[Opening Supplied material section]

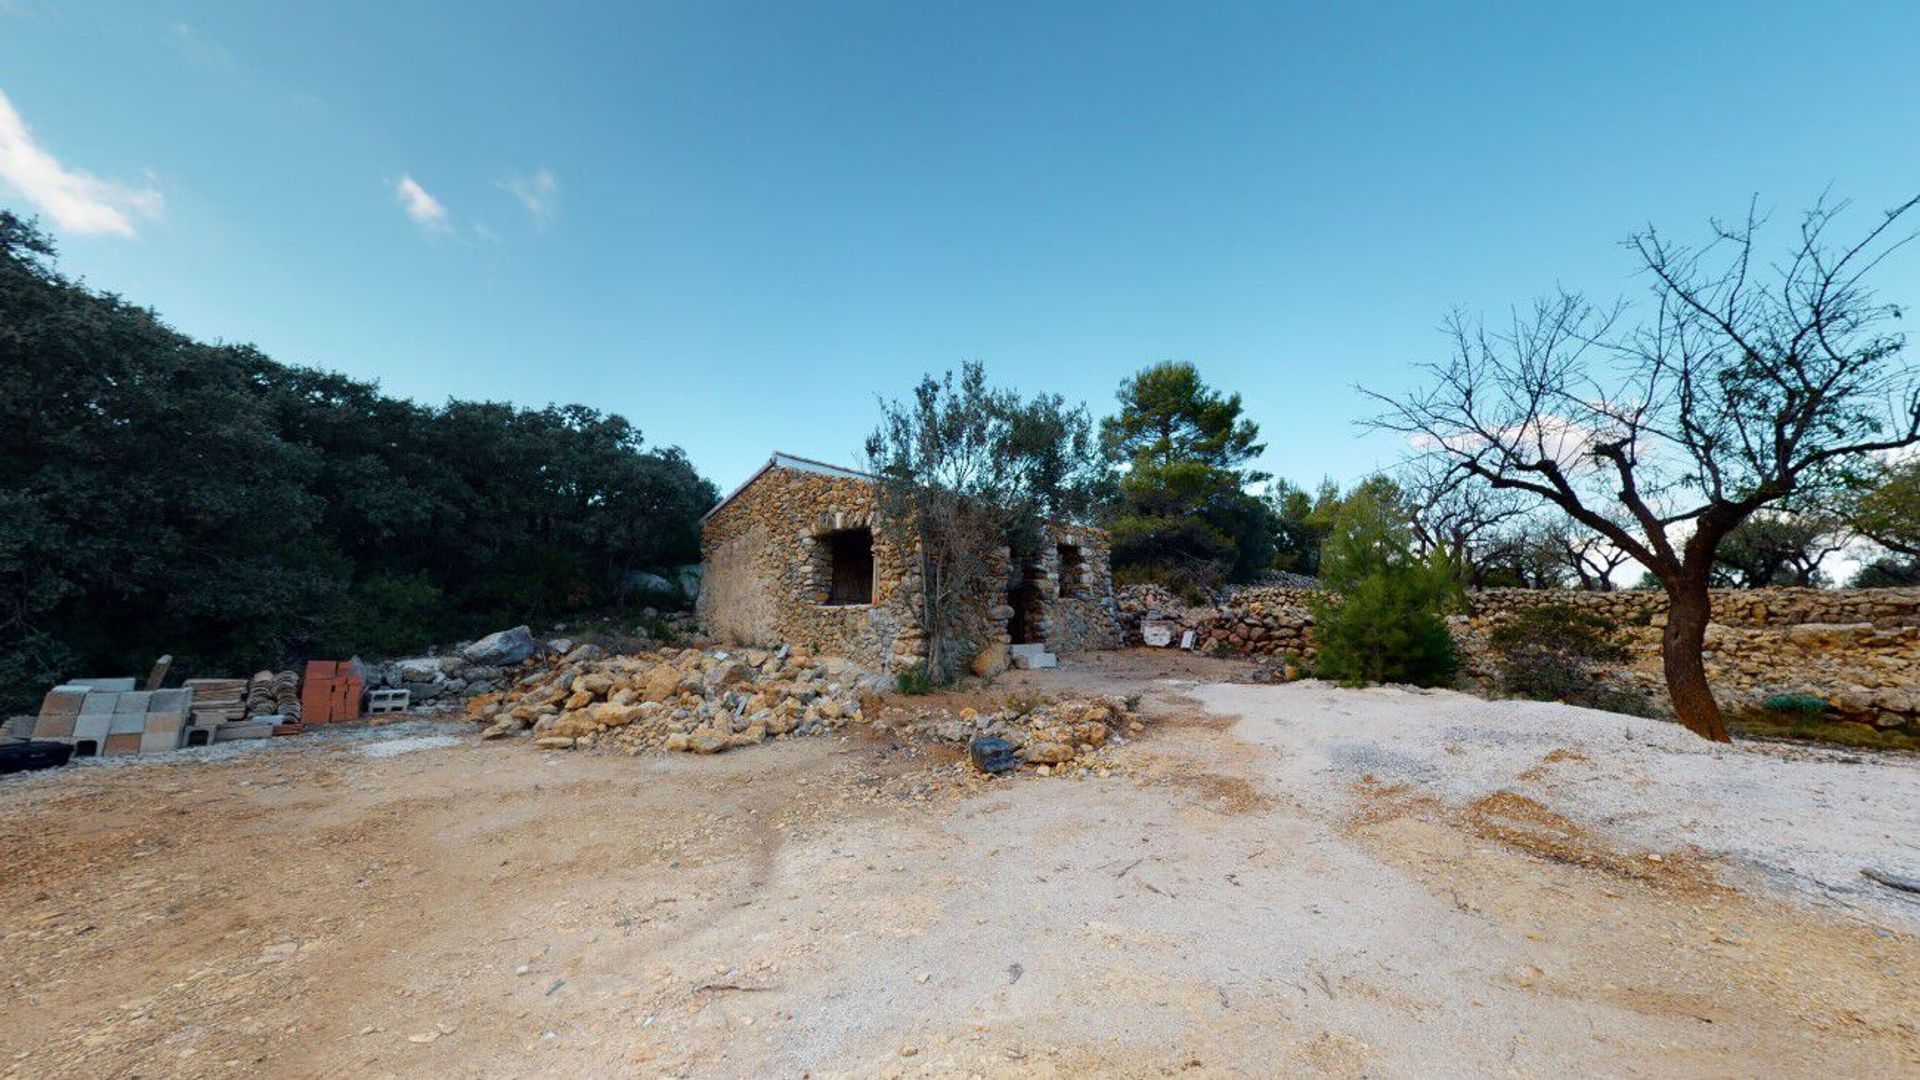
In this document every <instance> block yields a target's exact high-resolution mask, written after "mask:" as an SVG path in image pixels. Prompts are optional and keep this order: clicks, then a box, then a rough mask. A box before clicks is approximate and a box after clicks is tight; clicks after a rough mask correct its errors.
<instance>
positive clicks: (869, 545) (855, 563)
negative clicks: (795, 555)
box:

[Closing Supplied material section]

## Your objective
The data above is to be printed exactly, all of it, except for the pictures.

## Answer for this exercise
In this document every <instance> block yields a target's exact high-resolution mask, written after "mask:" as an SVG path in image pixels. Prompts are optional and keep this order: clicks, then a box, then a rough mask. A box before clicks is approximate and a box after clicks is tight; clicks after a rough mask correct its errors.
<instance>
positive clicks: (869, 545) (855, 563)
negative clicks: (795, 555)
box:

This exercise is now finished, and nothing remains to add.